[Records from a point annotation dataset]
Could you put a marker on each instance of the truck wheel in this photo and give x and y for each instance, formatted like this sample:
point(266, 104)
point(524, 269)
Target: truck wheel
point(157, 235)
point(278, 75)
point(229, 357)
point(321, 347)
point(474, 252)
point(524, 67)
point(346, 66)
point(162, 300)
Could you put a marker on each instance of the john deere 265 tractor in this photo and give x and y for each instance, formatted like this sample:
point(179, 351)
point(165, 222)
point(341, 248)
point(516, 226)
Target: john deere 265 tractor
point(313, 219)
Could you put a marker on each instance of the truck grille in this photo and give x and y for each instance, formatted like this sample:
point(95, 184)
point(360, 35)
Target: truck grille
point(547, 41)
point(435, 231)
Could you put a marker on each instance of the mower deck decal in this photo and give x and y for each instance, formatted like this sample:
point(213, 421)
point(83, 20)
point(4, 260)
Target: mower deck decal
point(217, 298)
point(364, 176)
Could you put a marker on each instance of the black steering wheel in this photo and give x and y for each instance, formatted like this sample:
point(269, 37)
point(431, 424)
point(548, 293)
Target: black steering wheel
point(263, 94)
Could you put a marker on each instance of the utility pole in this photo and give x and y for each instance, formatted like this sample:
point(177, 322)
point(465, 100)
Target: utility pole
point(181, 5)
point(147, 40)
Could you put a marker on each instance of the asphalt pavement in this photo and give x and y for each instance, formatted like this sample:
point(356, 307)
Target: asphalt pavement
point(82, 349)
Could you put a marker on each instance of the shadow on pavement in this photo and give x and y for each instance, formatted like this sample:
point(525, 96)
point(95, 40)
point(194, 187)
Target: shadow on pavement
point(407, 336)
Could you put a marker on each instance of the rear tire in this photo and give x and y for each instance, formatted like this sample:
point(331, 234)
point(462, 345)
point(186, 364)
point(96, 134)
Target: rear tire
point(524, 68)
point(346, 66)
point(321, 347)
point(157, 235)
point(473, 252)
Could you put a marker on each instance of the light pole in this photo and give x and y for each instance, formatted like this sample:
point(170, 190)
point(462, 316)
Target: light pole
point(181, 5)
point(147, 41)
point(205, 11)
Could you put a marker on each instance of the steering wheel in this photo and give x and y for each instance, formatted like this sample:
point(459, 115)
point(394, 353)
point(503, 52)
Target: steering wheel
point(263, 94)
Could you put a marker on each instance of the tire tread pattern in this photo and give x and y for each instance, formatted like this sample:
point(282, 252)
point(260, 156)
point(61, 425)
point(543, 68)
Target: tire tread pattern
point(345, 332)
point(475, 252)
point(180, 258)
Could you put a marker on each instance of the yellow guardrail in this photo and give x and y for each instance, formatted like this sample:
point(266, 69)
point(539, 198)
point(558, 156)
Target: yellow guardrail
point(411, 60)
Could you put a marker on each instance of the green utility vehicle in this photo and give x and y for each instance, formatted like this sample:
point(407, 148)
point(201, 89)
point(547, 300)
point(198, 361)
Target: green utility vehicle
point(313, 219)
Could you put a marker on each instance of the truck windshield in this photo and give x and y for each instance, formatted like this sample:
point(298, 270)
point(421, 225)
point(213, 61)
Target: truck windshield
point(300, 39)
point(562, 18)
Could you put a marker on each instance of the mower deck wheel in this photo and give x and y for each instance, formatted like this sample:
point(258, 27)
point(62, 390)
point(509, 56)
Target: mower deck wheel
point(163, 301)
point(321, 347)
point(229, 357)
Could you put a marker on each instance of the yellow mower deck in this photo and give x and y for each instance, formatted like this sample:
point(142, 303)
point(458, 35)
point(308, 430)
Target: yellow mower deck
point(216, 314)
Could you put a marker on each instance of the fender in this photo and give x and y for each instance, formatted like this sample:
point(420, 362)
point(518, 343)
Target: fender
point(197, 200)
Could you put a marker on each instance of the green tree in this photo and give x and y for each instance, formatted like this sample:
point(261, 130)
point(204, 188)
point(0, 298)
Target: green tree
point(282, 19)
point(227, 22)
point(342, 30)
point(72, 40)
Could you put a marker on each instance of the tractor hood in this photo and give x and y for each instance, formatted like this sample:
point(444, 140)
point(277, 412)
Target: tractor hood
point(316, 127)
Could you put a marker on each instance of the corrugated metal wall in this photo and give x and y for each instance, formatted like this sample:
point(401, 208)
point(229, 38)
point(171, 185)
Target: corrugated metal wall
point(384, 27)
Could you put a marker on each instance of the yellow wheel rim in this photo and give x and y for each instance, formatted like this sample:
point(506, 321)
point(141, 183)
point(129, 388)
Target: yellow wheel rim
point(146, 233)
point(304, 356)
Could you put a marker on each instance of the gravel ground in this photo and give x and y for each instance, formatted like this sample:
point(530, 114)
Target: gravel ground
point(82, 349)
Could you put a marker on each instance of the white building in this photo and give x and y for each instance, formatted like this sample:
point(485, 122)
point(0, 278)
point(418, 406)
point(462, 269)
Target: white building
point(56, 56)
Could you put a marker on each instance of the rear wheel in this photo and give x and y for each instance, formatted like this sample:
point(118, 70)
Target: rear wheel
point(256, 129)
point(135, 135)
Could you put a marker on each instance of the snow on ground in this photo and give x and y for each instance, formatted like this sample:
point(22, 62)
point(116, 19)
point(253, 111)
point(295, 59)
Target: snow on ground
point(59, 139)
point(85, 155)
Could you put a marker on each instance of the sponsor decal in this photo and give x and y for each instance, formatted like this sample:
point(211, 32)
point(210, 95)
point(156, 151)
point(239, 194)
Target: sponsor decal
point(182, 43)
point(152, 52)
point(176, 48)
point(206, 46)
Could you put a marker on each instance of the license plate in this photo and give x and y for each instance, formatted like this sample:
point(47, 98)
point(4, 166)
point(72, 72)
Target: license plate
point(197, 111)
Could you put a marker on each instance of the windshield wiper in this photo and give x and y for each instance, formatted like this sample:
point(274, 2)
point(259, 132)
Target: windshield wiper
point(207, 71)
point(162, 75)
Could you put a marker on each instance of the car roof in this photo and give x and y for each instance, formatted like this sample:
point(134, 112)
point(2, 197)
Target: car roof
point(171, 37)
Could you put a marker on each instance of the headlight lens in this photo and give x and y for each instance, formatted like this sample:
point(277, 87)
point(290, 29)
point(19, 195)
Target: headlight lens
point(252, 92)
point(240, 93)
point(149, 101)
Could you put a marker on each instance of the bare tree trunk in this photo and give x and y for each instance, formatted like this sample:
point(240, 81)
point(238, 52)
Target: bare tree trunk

- AIM OF THE TASK
Copy every line of the records above word for word, without changing anything.

- TASK RESULT
Could you put a marker on each instance of the truck wheel in this photo and give x and y for each instance, formatted like this sample:
point(266, 104)
point(524, 269)
Target: truck wheel
point(157, 235)
point(278, 75)
point(229, 357)
point(321, 347)
point(474, 252)
point(524, 67)
point(346, 66)
point(162, 300)
Could you put a marker on each instance of the john deere 265 tractor in this photo and give x and y for each instance, formatted like this sample:
point(179, 351)
point(165, 222)
point(341, 248)
point(516, 226)
Target: john deere 265 tractor
point(313, 219)
Could you put a marker on each instance of the truck grille in this photo and give x and y for each instance, formatted like this sample:
point(95, 184)
point(360, 35)
Target: truck grille
point(547, 41)
point(435, 231)
Could you put a marker on each instance of the mower deck decal in this photo and give x and y for each instance, formatted like this sample:
point(213, 421)
point(83, 20)
point(4, 260)
Target: mower deck decal
point(217, 298)
point(364, 176)
Could you put a marker on each instance of the black steering wheel in this photo and give x and y for each instance, formatted like this sample:
point(269, 37)
point(431, 424)
point(548, 293)
Target: black steering wheel
point(263, 94)
Could you put a marker on each instance of the utility pole in this photo and give x and y for each instance, formatted like this sample:
point(177, 322)
point(465, 100)
Target: utility pole
point(181, 5)
point(147, 40)
Could you put a marker on each instance of the asphalt pavement in this photo and give x and y for each instance, formatted like this sample:
point(356, 307)
Target: asphalt pavement
point(82, 349)
Could you put a marker on each instance of the shadow on pavement in this photo and give x and y for each instance, formatted like this sample:
point(525, 96)
point(95, 40)
point(194, 187)
Target: shadow on pavement
point(407, 336)
Could you put a marker on each instance of the rear tire in this photo and give x and y for each instance, formatted like this sample:
point(331, 234)
point(462, 345)
point(186, 364)
point(96, 134)
Target: rear tire
point(524, 68)
point(346, 66)
point(321, 347)
point(157, 235)
point(473, 252)
Could you put a marker on each instance of the light pole in this photo and give x and y for each instance, formatted like this sample:
point(170, 190)
point(462, 316)
Target: light pole
point(181, 5)
point(147, 41)
point(205, 11)
Could you put a marker on each instance of the steering wheel in this photo and give x and y for each instance, formatted like this sample:
point(459, 115)
point(394, 353)
point(503, 52)
Target: steering wheel
point(263, 94)
Could you put a marker on each instance of the tire tread pattern in this photo and give x and y for each instance, formatted like this sample:
point(282, 252)
point(260, 156)
point(61, 425)
point(543, 68)
Target: tire tread pattern
point(345, 332)
point(475, 252)
point(180, 258)
Could you put a marker on each instance of the yellow guardrail in this photo and give x and y for each instance, formatted like this sample:
point(266, 69)
point(539, 198)
point(558, 156)
Target: yellow guardrail
point(411, 60)
Could you put a marker on each instance of the green utility vehicle in this photo and give x and y for each instance, formatted like this sample:
point(407, 148)
point(201, 89)
point(547, 300)
point(198, 361)
Target: green utility vehicle
point(313, 219)
Could you put a marker on each instance of the truck windshield in this photo and give x and y for each instance, formatted like this sample:
point(298, 270)
point(421, 225)
point(213, 61)
Target: truck windshield
point(300, 39)
point(562, 18)
Could you put a marker on each instance of the mower deck wheel in this photo and give x and y for each instance, formatted like this sample:
point(258, 27)
point(62, 390)
point(509, 56)
Target: mower deck wheel
point(163, 301)
point(321, 347)
point(229, 357)
Could you put a marker on each instance of the yellow mower deck in this photo and give x and y for each instance, formatted like this sample:
point(142, 303)
point(458, 35)
point(308, 430)
Target: yellow mower deck
point(216, 314)
Could you put a marker on each instance of the fender in this photo and give x and y for each instance, formatted like this sample:
point(420, 362)
point(518, 343)
Target: fender
point(197, 200)
Could you put a marker on each instance of the green tree in this photo and give x and y for each instance, formatted like this sample:
point(261, 130)
point(204, 188)
point(0, 298)
Target: green tree
point(282, 19)
point(227, 22)
point(342, 30)
point(72, 40)
Could you put a marker on each instance of the tractor hood in this photo and give x and y for each instance, formatted like this sample:
point(444, 140)
point(277, 412)
Target: tractor hood
point(316, 127)
Could you put a marker on each instance of the corrugated metal wall in this photo and give x and y for each instance, formatted like this sample:
point(401, 208)
point(229, 38)
point(171, 185)
Target: corrugated metal wall
point(384, 27)
Could you put a marker on each instance of the yellow wheel rim in this photo and give x and y for each instance, formatted like this sample:
point(506, 321)
point(141, 183)
point(129, 388)
Target: yellow wheel rim
point(146, 233)
point(304, 356)
Could you put a marker on each instance of the gravel ground in this photo and give x and y for each instance, formatted like this sample:
point(530, 114)
Target: gravel ground
point(82, 349)
Could you put a marker on each instance of the white building in this photo and give x and y for each instance, formatted like this sample:
point(485, 122)
point(0, 278)
point(418, 406)
point(462, 269)
Target: white building
point(56, 56)
Could you put a marker on each instance of the rear wheel in this photo and give x and y for each instance, formatted like this sample:
point(118, 70)
Target: rear wheel
point(256, 129)
point(135, 135)
Could you put a marker on each instance of the snow on ground in this photo and give x and y for each instance, formatted like this sample:
point(22, 62)
point(116, 19)
point(253, 111)
point(295, 59)
Target: snow on ground
point(59, 139)
point(85, 155)
Could you put a marker on each instance of the sponsor decal in this photo and give x and y for each instance, formatted like this sample:
point(211, 32)
point(210, 95)
point(156, 151)
point(239, 194)
Target: sponsor decal
point(182, 43)
point(152, 52)
point(176, 48)
point(206, 46)
Could you put a marker on each instance of the license plate in this photo and give x and y for each instance, formatted like this sample:
point(47, 98)
point(4, 166)
point(72, 72)
Target: license plate
point(197, 111)
Could you put a marker on each instance of the windshield wiper in this photo and give x and y for each instance, formatted like this sample:
point(274, 2)
point(259, 132)
Target: windshield wiper
point(207, 71)
point(162, 75)
Could you put a marker on each instance of the car roof in this photo and give x and y for each instance, formatted like this sample:
point(134, 112)
point(2, 197)
Target: car roof
point(171, 37)
Could you put a marker on each instance of the headlight lens in this photo and give x and y for each instance, formatted like this sample:
point(277, 87)
point(290, 29)
point(19, 195)
Target: headlight lens
point(252, 92)
point(240, 93)
point(149, 101)
Could you put a marker on each instance of the bare tree trunk in this photo and give x and y for each instance, formatted like this sample:
point(240, 81)
point(238, 52)
Target: bare tree trunk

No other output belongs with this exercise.